_WHAT YOU ARE ASKED TO DO_
Reproduce only this part of the listing: the line with "the self-propelled artillery", plus every line after it through the last.

##########

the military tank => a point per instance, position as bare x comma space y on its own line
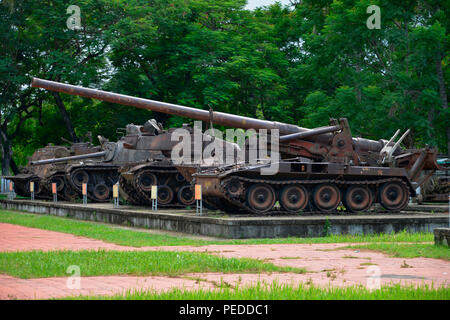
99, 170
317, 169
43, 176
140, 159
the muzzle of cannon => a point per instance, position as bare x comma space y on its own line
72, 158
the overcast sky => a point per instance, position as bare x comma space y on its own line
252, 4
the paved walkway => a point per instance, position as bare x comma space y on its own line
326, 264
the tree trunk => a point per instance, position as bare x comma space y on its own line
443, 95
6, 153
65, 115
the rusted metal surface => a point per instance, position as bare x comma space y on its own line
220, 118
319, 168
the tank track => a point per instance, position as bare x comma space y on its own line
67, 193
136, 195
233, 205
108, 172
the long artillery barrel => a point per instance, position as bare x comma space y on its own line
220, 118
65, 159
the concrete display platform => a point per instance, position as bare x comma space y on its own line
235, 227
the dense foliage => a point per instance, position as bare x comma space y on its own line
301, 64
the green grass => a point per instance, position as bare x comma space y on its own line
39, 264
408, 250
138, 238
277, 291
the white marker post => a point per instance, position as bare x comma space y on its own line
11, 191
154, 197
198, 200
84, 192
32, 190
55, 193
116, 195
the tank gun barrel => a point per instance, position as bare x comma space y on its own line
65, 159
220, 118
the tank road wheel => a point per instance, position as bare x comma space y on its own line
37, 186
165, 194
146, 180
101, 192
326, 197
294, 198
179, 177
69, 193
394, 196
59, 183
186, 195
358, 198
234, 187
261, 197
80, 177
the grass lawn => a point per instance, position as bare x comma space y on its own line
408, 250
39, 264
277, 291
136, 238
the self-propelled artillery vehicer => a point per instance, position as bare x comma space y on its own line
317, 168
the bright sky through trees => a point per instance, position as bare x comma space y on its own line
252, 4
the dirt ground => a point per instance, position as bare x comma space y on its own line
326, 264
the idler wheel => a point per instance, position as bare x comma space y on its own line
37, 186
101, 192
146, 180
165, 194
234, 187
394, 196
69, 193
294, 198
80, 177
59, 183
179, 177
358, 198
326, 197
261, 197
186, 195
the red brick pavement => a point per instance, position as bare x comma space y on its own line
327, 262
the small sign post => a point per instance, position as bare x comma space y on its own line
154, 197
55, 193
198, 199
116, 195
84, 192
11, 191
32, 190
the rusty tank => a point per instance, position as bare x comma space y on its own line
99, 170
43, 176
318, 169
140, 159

##########

_TASK SOLUTION_
the self-propelled artillery vehicer => a point per instance, position as bare x comma space y on its own line
317, 168
the bright sky through trees => a point per instance, position as bare x comma space y on its own line
252, 4
the dirt ground => a point per instance, position as bare x comma space y on its own line
326, 264
the idler wheel => a point per instance, position as bare x comma space y on its own line
37, 186
101, 192
146, 180
165, 194
234, 187
394, 196
69, 193
294, 198
80, 177
59, 183
179, 177
358, 198
326, 197
261, 197
186, 195
the red brick pavement => a point per instance, position as bare x comma space y on its own line
327, 262
the small sign post => a point per instance, position as bare x comma space y on its own line
154, 197
55, 193
198, 199
116, 195
84, 192
11, 191
32, 190
the rusty tank => a point per instance, position as bare x comma space y on its own line
99, 170
43, 176
318, 169
140, 159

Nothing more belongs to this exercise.